Da arte com que trabalharmos o nosso pensamento dependem as nossas misérias ou as nossas glórias...

segunda-feira, 5 de dezembro de 2011

Narrações do Infinito~



LÚMEN

Primeira narrativa – I
 
Resurrectio præteriti
(a
ressurreição
do
passado)

…/


   Quœrens – A palestra que ora inauguro convosco, meu caro mestre, traz à memória os diálogos de Platão sobre a imortalidade da alma; e igual a Fedro que o solicitava a seu mestre, Sócrates, no próprio dia em que este devia beber a cicuta – para obedecer à iníqua sentença dos Atenienses –, eu vos pergunto, ó vós, que haveis transposto o termo fatal, que diferença essencial distingue a alma do corpo, de vez que este perece, enquanto que a primeira não morre jamais?

   Lúmen – Não darei a essa questão uma resposta metafísica, qual a de Sócrates, nem uma solução dogmática, qual a dos teólogos, mas uma resposta científica, porque vós, tal qual eu, dais valor somente aos factos constatados pelos métodos positivos. Ora, pode-se distinguir no ser humano três princípios diferentes, ainda que reunidos:
1ª: o corpo material; 2ª: o corpo astral; 3ª: a alma.
Menciono-os nessa ordem para seguir o método a posteriori. O corpo material é uma associação de moléculas, formadas elas próprias de agrupamentos de átomos. Os átomos são inertes, passivos, governados pela força, e entram no organismo pela respiração e pelos alimentos, renovam incessantemente os tecidos, são substituídos por outros e, eliminados, vão pertencer a outros corpos. Em alguns meses, o corpo humano é totalmente renovado, e nem no sangue, nem na carne, nem no cérebro, nem nos ossos resta mais um único dos átomos que constituíam o todo alguns meses antes.

   Por intermédio da atmosfera, principalmente, os átomos viajam sem cessar de um para outro corpo. A molécula de ferro é sempre a mesma, quer esteja incorporada ao sangue que pulsa sob a têmpora de um homem ilustre, quer pertença a um vil fragmento enferrujado. A molécula de oxigênio é idêntica, brilhe no olhar amoroso da noiva, ou, reunida ao hidrogênio, projecte sua flama em um dos mil luzeiros das noites parisienses, ou, ainda, tombe em gota de água do alto das nuvens. Os corpos actualmente vivos são formados da cinza dos mortos e, se todos os mortos ressuscitassem, faltariam aos vindos por último muitos fragmentos pertencentes aos primeiros. E, durante a vida mesmo, numerosas mudanças ocorrem, entre amigos e inimigos, entre homens, animais, plantas, trocas que causariam singular espanto ao olhar analisador. Quanto respirais, comeis ou bebeis, já foi respirado, bebido ou comido milhares de vezes. Tal é o corpo: um complexo de moléculas materiais que se renovam constantemente.

> [DADOS FORNECIDOS]
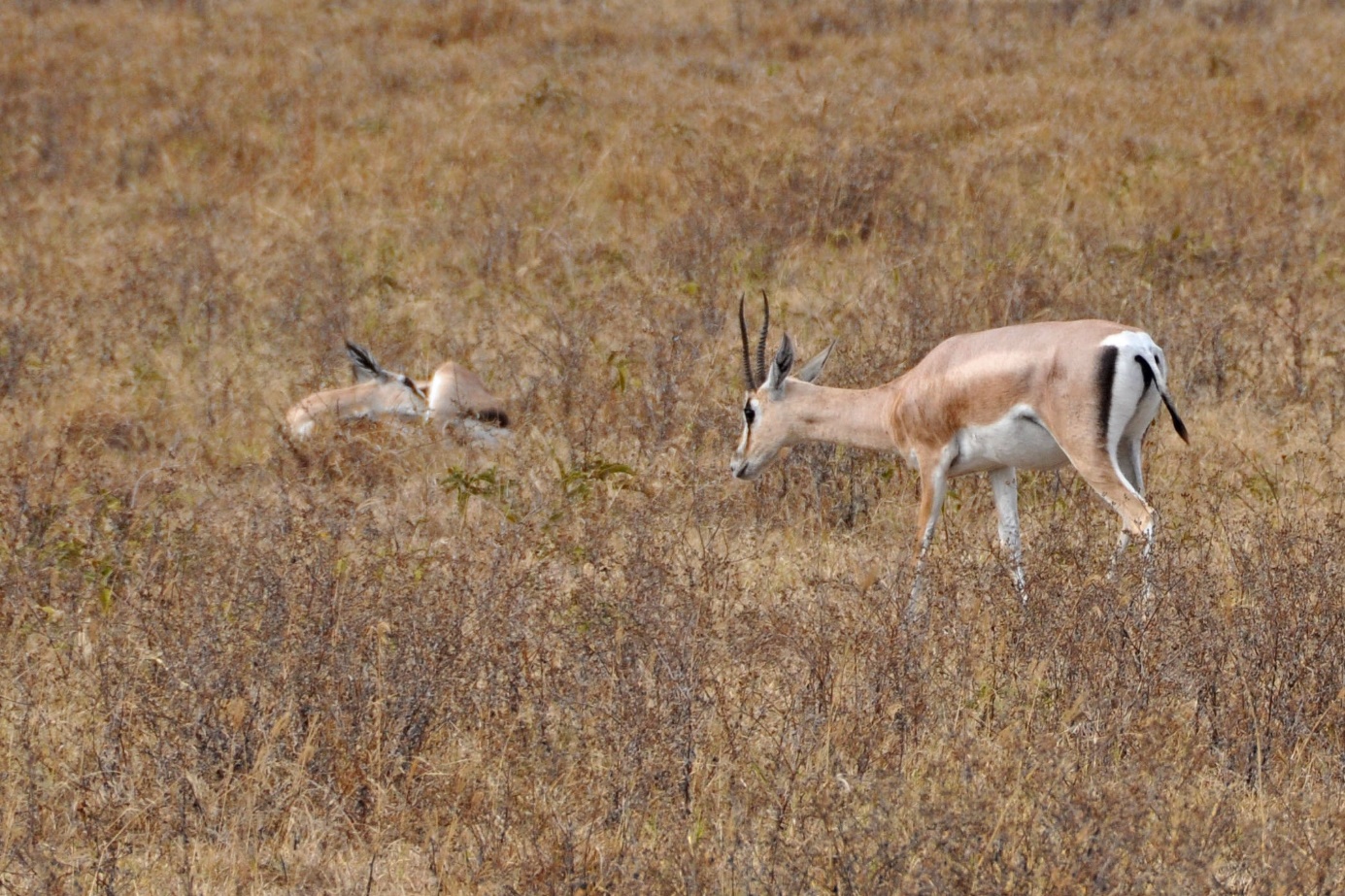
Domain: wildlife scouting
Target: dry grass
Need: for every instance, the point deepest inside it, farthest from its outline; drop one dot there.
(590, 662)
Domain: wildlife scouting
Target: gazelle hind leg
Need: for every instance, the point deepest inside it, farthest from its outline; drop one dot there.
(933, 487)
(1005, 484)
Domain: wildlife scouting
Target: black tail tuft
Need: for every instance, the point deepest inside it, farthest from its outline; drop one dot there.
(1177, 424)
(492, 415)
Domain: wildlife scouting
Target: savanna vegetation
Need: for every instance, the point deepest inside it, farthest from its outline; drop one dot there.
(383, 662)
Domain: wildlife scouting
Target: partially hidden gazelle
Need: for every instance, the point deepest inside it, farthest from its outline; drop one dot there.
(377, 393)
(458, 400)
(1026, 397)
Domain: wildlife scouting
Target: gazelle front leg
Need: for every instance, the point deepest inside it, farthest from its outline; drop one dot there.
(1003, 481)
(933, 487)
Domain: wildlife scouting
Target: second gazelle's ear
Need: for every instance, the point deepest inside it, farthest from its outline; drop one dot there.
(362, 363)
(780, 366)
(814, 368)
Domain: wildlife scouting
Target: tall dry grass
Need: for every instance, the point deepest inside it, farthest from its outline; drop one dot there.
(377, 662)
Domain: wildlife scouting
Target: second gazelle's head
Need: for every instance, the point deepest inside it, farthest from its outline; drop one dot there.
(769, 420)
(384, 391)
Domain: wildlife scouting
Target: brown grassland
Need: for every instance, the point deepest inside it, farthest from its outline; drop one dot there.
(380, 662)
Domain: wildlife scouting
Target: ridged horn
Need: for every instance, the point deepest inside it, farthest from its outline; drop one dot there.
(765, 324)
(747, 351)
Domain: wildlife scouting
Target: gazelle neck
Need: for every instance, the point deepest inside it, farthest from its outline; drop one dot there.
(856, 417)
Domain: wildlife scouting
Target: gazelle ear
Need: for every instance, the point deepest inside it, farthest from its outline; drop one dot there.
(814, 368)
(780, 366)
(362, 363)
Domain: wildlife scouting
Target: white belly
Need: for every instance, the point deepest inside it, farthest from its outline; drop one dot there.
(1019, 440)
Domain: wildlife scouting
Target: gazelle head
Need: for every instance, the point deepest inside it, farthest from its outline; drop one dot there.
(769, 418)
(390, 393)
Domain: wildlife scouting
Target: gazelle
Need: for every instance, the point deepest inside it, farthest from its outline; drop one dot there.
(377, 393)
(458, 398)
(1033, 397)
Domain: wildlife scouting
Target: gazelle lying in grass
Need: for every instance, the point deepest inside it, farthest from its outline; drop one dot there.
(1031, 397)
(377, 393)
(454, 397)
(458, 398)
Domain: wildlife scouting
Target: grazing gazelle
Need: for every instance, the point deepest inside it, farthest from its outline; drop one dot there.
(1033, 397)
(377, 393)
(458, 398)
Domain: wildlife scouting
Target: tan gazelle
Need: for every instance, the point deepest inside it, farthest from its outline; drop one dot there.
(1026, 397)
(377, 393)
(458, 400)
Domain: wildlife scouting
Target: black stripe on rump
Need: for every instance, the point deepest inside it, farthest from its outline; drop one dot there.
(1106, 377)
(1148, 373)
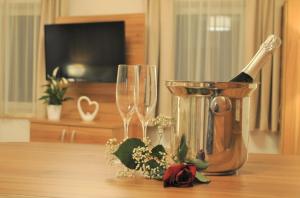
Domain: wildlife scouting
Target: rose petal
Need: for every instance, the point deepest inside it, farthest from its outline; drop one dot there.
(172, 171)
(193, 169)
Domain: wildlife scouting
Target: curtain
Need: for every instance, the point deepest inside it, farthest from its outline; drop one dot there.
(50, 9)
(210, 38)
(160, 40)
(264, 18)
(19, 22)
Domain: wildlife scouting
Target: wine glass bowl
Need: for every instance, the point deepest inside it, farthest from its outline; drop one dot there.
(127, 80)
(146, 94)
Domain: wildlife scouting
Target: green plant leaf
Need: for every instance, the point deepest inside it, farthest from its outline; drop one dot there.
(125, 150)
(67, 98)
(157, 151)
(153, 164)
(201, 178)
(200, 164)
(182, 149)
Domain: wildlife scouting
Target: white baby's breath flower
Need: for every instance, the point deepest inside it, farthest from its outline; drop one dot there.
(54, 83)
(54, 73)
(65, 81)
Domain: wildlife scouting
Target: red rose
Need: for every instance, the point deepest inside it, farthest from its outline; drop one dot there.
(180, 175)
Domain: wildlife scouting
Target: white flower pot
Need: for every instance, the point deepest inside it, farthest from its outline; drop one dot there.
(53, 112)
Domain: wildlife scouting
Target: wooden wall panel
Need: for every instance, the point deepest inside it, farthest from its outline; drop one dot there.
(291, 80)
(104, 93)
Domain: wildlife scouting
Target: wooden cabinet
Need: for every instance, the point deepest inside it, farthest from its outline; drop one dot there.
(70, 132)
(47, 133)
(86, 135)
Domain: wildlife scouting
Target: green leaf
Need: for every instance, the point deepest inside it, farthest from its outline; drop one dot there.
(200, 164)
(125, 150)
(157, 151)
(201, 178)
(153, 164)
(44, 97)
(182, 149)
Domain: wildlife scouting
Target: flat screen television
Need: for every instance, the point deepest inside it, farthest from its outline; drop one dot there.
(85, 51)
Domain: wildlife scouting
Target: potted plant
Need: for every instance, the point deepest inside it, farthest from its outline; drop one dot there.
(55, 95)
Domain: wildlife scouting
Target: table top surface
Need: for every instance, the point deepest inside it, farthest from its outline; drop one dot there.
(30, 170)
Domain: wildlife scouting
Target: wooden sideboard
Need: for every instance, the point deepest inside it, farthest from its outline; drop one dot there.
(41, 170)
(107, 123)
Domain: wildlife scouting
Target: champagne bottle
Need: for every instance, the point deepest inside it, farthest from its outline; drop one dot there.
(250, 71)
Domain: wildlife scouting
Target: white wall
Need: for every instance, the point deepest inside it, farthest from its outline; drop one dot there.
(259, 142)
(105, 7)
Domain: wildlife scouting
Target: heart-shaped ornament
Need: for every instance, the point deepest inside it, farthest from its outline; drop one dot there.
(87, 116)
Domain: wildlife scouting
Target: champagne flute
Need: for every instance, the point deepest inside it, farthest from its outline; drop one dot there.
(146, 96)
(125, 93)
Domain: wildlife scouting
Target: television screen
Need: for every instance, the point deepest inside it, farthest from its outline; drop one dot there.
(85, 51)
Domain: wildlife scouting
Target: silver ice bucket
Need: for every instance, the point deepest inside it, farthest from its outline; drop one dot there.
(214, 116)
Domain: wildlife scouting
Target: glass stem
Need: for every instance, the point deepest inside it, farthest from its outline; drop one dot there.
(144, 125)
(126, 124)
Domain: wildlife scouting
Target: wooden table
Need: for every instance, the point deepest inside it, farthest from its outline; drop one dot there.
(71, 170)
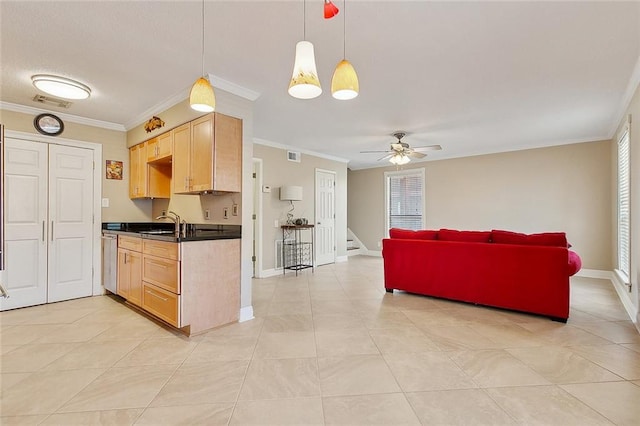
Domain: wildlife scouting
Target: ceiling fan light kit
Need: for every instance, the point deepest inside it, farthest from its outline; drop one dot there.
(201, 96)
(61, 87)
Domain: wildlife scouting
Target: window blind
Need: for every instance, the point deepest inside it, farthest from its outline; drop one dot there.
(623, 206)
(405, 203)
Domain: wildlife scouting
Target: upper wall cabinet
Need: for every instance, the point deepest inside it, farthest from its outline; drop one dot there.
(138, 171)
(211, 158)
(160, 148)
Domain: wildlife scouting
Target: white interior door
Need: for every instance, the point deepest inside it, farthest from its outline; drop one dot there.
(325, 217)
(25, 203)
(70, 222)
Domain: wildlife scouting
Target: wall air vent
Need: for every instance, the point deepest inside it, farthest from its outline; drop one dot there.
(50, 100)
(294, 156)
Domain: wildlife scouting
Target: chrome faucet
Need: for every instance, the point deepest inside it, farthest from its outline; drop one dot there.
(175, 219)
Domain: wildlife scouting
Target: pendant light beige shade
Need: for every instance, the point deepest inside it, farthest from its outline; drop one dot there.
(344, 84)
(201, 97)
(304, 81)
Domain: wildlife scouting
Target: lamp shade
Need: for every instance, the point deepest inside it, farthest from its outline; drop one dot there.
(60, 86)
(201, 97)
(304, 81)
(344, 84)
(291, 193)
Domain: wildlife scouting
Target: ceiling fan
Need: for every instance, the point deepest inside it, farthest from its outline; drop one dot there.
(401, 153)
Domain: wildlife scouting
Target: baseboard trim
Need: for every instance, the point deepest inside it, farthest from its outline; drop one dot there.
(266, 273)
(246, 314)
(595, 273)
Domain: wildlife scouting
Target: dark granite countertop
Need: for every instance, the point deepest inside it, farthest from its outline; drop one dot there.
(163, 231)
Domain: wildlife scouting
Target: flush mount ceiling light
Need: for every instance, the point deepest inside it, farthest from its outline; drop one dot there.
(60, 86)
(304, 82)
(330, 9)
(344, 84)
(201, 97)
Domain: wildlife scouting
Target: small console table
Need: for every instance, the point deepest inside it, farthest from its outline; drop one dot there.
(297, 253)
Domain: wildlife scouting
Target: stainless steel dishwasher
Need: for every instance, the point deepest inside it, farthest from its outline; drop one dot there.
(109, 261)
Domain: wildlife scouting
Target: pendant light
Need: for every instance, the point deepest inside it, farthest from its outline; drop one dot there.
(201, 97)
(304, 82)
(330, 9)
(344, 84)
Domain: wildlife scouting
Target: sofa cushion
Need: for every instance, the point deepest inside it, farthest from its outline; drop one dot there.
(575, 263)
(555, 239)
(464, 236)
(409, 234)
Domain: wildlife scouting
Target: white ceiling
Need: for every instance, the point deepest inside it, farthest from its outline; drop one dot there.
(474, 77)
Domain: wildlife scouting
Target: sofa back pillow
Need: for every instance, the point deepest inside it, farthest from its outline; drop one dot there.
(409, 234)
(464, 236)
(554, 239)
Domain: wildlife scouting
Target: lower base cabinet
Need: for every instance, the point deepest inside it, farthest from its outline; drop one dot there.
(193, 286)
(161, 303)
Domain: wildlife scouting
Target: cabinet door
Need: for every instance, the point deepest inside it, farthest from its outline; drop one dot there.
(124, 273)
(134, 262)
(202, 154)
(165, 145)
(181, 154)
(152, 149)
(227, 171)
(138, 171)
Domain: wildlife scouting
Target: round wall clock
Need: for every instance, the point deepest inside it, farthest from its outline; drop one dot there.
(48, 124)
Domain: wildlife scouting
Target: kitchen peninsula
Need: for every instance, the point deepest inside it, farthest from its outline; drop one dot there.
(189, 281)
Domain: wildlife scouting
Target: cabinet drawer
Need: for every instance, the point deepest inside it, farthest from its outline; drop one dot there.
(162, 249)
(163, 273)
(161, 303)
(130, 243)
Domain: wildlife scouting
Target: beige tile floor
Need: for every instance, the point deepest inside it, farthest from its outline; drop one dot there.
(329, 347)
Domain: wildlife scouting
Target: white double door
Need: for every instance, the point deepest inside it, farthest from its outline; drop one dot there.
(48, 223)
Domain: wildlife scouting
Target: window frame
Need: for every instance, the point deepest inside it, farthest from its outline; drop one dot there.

> [O QUE FAZER]
Responda com base no trecho sobre a alma e o corpo:
(a) Quais são os três princípios que, segundo Lúmen, se podem distinguir no ser humano?
(b) Em quanto tempo o corpo humano é totalmente renovado?
(c) Por intermédio de quê, principalmente, os átomos viajam de um corpo para outro?

> [SOLUÇÃO DA TAREFA]
(a) O corpo material, o corpo astral e a alma.
(b) Em alguns meses.
(c) Da atmosfera.